== INFORMATION SUPPLIED ==

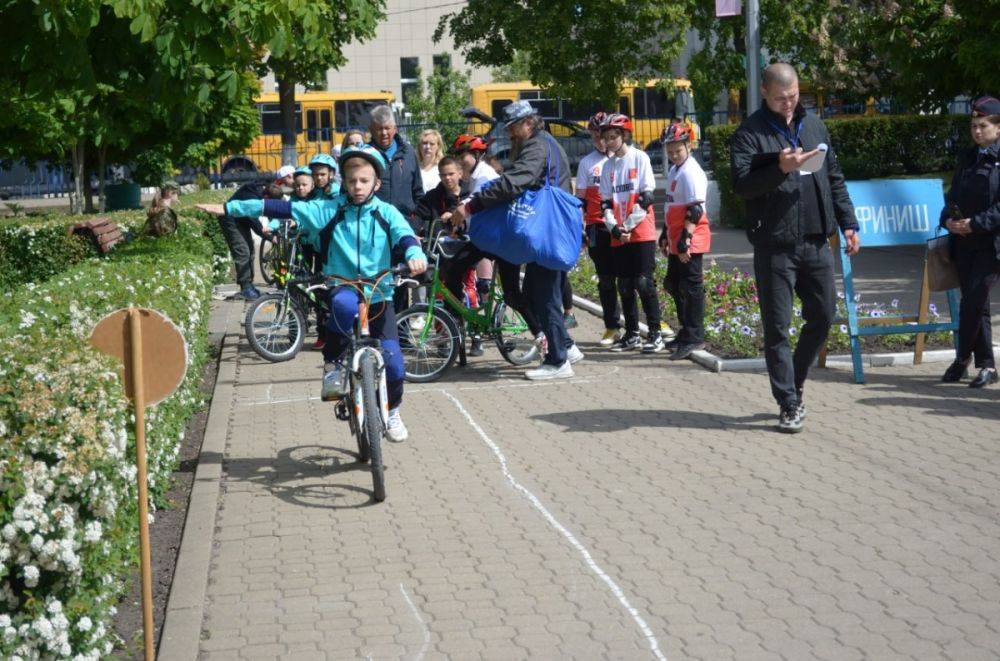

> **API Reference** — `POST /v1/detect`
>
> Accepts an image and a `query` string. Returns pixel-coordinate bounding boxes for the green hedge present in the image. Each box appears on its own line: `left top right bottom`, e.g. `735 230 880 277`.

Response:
705 115 969 227
0 190 232 292
0 219 214 659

===

[YOUR GOAL]: Turn the material above into a JSON list of strings, one string for each line, skipping blank lines and leaving out any pictures.

[RESULT OF THE EXERCISE]:
[
  "> **API Reference** — `POST /v1/detect`",
  ">",
  "> Accepts an image and a `query` string. Returns pixel-coordinate bounding boxes for the green hedge present in the image. Each box appears on its own line: `left top right bottom`, e.g. `735 230 880 277`.",
  "Response:",
  "705 115 969 227",
  "0 190 232 292",
  "0 219 214 659"
]